— Start —
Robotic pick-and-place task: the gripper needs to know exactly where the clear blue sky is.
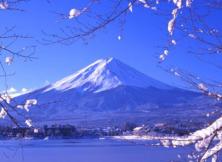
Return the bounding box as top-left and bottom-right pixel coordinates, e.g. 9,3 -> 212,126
0,0 -> 222,92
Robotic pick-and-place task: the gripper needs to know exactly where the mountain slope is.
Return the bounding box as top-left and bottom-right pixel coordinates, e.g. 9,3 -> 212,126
6,58 -> 215,126
44,58 -> 170,93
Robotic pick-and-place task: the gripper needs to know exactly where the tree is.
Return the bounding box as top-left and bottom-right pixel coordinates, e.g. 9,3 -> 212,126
0,0 -> 37,127
0,0 -> 222,162
44,0 -> 222,162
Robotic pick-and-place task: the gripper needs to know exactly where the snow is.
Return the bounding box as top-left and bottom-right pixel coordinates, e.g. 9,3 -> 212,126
44,57 -> 170,93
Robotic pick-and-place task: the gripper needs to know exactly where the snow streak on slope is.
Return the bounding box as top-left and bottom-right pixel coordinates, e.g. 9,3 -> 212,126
44,58 -> 170,93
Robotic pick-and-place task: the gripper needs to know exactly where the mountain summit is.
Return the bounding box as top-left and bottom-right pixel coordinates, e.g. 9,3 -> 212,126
44,57 -> 170,93
9,58 -> 206,127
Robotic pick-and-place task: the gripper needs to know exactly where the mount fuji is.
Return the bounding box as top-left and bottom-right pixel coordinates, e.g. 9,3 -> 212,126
9,58 -> 218,126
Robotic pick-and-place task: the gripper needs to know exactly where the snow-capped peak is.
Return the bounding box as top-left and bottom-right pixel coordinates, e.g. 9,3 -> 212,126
44,57 -> 169,93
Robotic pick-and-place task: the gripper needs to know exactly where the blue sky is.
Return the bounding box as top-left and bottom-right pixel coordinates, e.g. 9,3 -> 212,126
0,1 -> 222,90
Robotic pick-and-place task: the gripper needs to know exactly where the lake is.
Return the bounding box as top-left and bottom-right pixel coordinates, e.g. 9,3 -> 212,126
0,139 -> 190,162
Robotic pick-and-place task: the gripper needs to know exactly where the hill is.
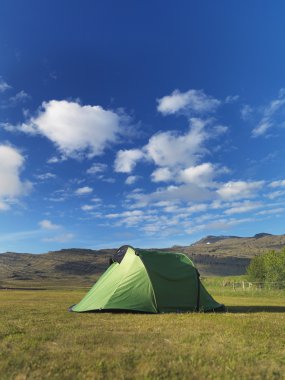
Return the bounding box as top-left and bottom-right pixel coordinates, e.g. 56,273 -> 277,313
0,233 -> 285,287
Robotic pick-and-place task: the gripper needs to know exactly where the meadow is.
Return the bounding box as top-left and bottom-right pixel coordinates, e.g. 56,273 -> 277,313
0,284 -> 285,380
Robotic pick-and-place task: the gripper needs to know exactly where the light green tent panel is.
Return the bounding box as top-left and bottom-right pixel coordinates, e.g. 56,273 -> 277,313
72,248 -> 157,313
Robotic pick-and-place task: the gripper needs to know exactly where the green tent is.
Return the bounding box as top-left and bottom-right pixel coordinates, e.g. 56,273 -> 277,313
71,246 -> 224,313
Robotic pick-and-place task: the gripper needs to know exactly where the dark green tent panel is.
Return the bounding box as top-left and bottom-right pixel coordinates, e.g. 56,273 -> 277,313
71,246 -> 223,313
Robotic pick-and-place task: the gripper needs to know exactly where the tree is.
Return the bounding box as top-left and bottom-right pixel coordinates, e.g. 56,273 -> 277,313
247,248 -> 285,288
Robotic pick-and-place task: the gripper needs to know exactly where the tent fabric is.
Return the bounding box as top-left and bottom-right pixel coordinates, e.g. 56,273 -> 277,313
71,246 -> 223,313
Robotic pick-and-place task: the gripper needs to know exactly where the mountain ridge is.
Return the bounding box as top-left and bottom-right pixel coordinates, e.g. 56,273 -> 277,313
0,233 -> 285,286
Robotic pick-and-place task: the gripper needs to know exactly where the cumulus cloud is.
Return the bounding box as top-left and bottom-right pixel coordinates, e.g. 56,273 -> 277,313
43,232 -> 74,243
151,168 -> 173,182
0,145 -> 32,210
252,89 -> 285,137
269,179 -> 285,188
144,119 -> 208,167
125,175 -> 139,185
217,181 -> 264,200
157,89 -> 221,115
240,104 -> 253,121
0,77 -> 12,93
39,219 -> 61,230
180,162 -> 216,186
86,162 -> 108,174
224,201 -> 262,215
36,172 -> 56,181
75,186 -> 93,195
16,100 -> 130,157
115,149 -> 144,173
81,205 -> 96,211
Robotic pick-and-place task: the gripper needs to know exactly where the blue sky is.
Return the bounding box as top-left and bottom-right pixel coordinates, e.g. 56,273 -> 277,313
0,0 -> 285,253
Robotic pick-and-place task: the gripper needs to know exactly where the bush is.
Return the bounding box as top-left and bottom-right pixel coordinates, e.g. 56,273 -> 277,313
247,248 -> 285,288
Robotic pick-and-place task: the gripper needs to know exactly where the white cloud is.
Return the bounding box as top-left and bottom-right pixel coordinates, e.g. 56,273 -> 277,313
36,172 -> 56,181
224,201 -> 262,215
266,190 -> 285,199
257,207 -> 285,215
86,162 -> 108,174
39,219 -> 61,230
16,100 -> 130,157
128,184 -> 215,207
47,156 -> 67,164
269,179 -> 285,188
157,90 -> 221,115
81,205 -> 96,211
0,200 -> 10,211
217,181 -> 264,200
225,95 -> 239,103
252,89 -> 285,137
125,175 -> 139,185
0,77 -> 12,93
144,118 -> 206,167
180,162 -> 216,187
0,145 -> 32,210
115,149 -> 144,173
43,232 -> 74,243
151,168 -> 173,182
75,186 -> 93,195
240,104 -> 253,121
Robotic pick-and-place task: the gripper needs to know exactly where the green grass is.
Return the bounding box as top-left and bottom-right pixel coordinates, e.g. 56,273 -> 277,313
0,290 -> 285,380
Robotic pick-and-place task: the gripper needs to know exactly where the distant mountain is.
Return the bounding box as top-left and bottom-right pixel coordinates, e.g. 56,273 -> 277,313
192,235 -> 240,245
0,233 -> 285,288
253,232 -> 274,239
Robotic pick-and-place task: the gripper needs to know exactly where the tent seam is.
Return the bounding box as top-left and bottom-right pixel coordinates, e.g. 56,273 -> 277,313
138,255 -> 159,313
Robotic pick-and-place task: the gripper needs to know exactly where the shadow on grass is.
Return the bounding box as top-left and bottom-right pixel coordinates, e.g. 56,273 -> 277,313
226,305 -> 285,313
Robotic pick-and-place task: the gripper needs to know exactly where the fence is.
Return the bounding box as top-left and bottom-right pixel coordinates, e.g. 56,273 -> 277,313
222,281 -> 285,291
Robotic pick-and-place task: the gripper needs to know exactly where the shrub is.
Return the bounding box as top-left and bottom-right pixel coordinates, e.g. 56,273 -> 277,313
247,248 -> 285,288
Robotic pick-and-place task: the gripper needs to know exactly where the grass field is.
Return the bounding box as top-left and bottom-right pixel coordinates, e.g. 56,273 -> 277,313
0,289 -> 285,380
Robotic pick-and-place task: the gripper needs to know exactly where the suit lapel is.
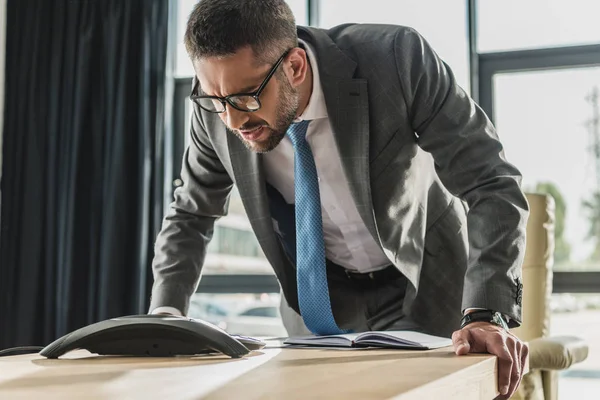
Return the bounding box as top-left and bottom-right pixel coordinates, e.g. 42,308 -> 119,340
298,27 -> 379,243
227,132 -> 275,243
321,76 -> 379,242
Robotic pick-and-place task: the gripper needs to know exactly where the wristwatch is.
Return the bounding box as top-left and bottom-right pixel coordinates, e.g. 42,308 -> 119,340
460,310 -> 508,330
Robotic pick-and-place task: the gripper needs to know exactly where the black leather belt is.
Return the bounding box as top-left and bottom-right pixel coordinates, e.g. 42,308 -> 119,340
328,262 -> 403,283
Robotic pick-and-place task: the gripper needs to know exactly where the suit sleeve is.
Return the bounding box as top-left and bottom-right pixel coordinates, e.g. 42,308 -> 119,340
394,29 -> 529,326
150,108 -> 233,315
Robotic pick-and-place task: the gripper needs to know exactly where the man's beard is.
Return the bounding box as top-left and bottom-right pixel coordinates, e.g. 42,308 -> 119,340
227,77 -> 298,153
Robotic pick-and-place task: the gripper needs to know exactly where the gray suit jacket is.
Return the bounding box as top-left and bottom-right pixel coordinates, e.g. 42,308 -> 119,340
151,24 -> 528,335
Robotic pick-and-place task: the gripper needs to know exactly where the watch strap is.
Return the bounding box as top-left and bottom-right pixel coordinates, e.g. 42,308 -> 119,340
460,310 -> 508,330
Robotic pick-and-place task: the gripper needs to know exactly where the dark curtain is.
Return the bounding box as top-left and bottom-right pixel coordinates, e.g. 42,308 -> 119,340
0,0 -> 168,349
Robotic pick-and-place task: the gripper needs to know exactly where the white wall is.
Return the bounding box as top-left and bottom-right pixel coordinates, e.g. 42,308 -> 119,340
319,0 -> 470,92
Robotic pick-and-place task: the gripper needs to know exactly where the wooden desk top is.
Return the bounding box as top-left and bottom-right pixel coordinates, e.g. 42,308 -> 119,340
0,347 -> 498,400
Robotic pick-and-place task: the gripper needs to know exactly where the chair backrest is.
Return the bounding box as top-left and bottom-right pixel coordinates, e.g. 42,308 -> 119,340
513,193 -> 555,341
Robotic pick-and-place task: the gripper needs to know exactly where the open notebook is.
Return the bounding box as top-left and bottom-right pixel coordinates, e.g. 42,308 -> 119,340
283,331 -> 452,350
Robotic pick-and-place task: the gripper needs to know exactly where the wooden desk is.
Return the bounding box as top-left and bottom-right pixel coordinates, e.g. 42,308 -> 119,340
0,347 -> 498,400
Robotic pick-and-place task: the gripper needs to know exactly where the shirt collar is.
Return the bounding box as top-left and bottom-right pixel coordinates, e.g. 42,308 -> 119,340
295,40 -> 327,122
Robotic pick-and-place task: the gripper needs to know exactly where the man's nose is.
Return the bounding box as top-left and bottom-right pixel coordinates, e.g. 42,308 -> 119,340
225,104 -> 250,129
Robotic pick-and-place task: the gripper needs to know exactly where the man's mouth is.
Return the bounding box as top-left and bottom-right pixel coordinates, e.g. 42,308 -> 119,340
240,125 -> 266,142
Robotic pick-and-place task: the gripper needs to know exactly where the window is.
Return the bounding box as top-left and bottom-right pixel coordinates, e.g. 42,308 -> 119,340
240,307 -> 279,318
477,0 -> 600,52
319,0 -> 470,91
493,67 -> 600,271
550,293 -> 600,400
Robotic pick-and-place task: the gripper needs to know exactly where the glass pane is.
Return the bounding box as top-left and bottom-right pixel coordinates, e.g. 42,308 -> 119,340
188,293 -> 287,337
175,0 -> 308,77
550,294 -> 600,400
477,0 -> 600,52
319,0 -> 470,91
494,67 -> 600,271
286,0 -> 308,25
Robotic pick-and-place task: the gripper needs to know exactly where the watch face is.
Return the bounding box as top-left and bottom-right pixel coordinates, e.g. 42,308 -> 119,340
492,312 -> 508,329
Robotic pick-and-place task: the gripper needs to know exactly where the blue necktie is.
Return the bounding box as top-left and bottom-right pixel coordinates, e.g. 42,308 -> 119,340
287,121 -> 346,335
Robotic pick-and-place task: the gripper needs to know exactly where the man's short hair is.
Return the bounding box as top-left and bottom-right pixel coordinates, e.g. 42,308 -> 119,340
184,0 -> 298,64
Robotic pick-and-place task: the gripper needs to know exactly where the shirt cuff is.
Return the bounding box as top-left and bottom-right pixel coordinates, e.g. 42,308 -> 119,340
151,306 -> 183,317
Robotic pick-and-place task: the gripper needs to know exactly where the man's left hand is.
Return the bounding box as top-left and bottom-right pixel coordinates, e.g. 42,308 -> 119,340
452,322 -> 529,399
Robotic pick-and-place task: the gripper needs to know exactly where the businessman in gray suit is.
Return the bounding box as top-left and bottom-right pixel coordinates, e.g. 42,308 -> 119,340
150,0 -> 528,396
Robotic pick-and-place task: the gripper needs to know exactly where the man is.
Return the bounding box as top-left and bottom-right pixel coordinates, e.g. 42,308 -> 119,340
151,0 -> 528,396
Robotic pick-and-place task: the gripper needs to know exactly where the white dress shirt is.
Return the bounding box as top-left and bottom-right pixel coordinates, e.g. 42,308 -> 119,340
264,41 -> 390,272
152,41 -> 390,315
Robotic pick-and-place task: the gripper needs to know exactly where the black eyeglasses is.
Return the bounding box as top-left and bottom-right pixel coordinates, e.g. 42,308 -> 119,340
190,50 -> 290,113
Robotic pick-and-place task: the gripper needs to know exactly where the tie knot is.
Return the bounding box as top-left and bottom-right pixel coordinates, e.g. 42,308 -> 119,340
287,120 -> 310,146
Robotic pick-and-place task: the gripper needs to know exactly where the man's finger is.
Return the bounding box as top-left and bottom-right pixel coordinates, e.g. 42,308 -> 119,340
452,329 -> 471,356
506,336 -> 522,396
488,341 -> 513,395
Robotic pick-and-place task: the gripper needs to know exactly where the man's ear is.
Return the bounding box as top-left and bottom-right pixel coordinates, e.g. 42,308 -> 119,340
283,47 -> 309,87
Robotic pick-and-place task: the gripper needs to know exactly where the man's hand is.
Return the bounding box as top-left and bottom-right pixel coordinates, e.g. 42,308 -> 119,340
452,322 -> 529,399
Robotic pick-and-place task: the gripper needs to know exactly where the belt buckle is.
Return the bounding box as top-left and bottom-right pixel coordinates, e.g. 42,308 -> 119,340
344,269 -> 375,281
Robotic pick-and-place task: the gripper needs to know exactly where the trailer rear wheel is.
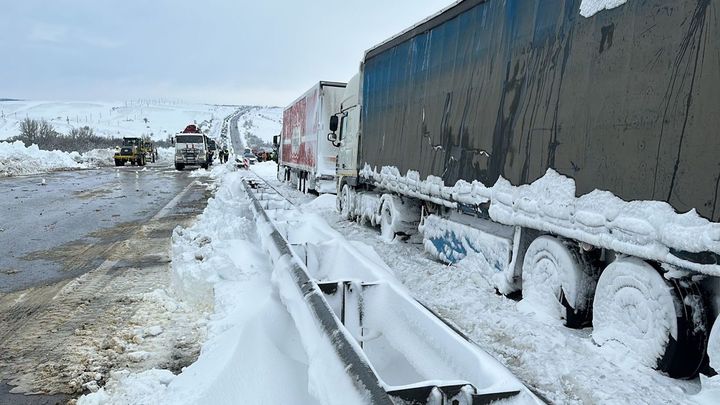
— End —
## TASK GOAL:
Reproduce the entries from the first line up to and including the line with "9,58 -> 206,127", substituting "end effector" for each occurrence of "gripper" and leaving everything else unchanged. Omit the pictures from your output.

## TASK RESPONSE:
Robotic pick-and-place task: the end effector needs to know exactly where the clear blue sky is.
Return the bounding box as top-left and bottom-right pixel coordinates, e.g. 9,3 -> 212,126
0,0 -> 222,92
Robotic pick-and-place task: the end effector needs to know exactly where the mountain slope is.
Return the bounding box as top-left and bottom-right pixel coordinates, e.g. 9,3 -> 212,126
6,58 -> 215,126
44,58 -> 170,93
Robotic pick-and-place task: the end effector needs to know exactly where the tree is.
Return the bounding box as top-left and bottom-right pixel coordinates, e.g. 9,3 -> 212,126
0,0 -> 37,127
0,0 -> 222,162
44,0 -> 222,162
Robotic pick-and-place task: the end effector needs to know exactly where the snow is.
Return the bounding box as top-left and bottom-right pixel coordinates, e.g. 9,3 -> 212,126
44,57 -> 170,93
Robotic pick-and-place task: the end effector needs to know exactly where the snow streak on slope is.
Return the bounding box as top-left and bottom-right pixel coordinates, e.g. 9,3 -> 212,126
44,58 -> 170,93
Robotic pick-and-place task: the end effector needs to know exactly where the mountain summit is.
Return the bounding box as top-left and bottom-right pixel coordinates, e.g. 9,3 -> 212,126
44,57 -> 170,93
9,58 -> 206,127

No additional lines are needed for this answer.